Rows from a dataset
_ _ _ _

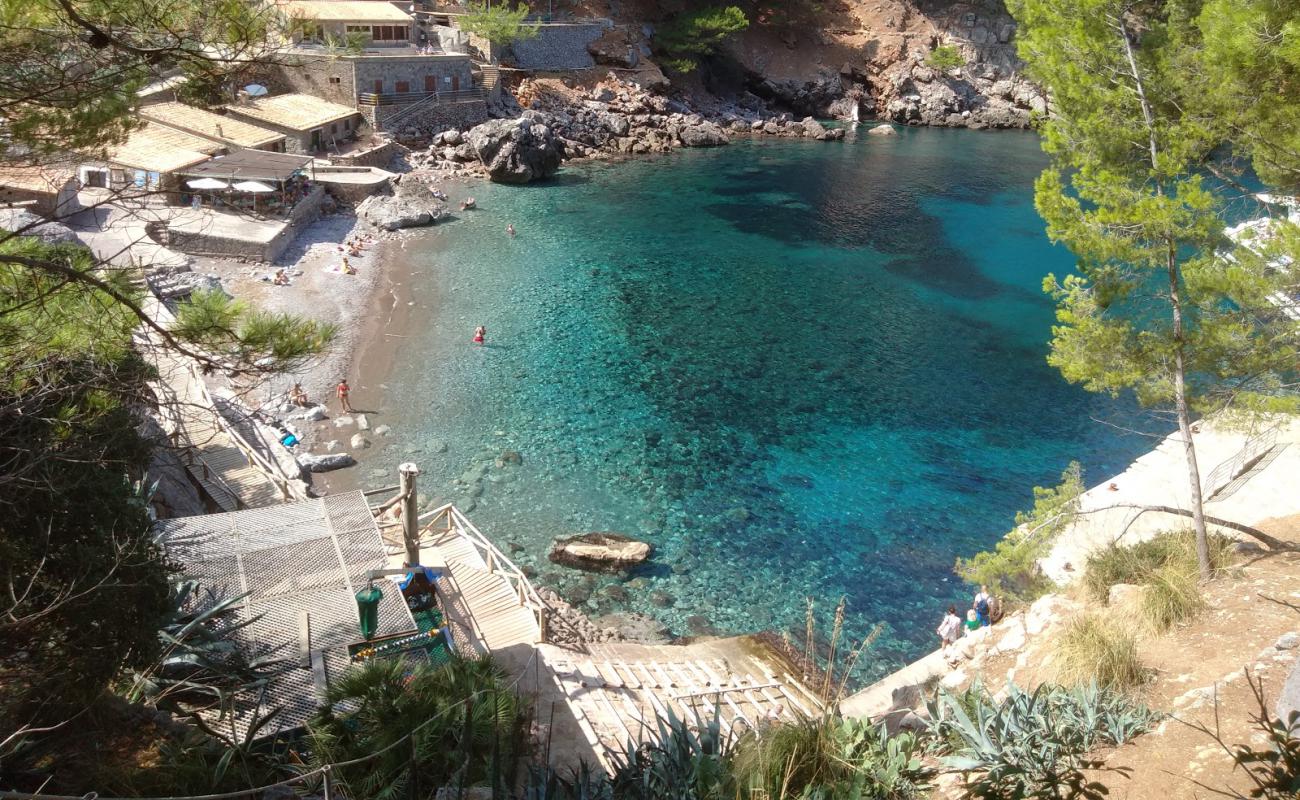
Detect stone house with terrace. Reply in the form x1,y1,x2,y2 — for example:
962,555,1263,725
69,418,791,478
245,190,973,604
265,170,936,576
226,94,364,155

_ _ _ _

Retype every line of the material above verbatim, omitting the pictures.

**EXPECTED ANSWER**
Detect stone house with terrace. Reply in the form x1,y1,x2,y2 — for example:
962,555,1263,725
69,418,791,478
245,190,973,604
265,170,936,576
226,94,364,155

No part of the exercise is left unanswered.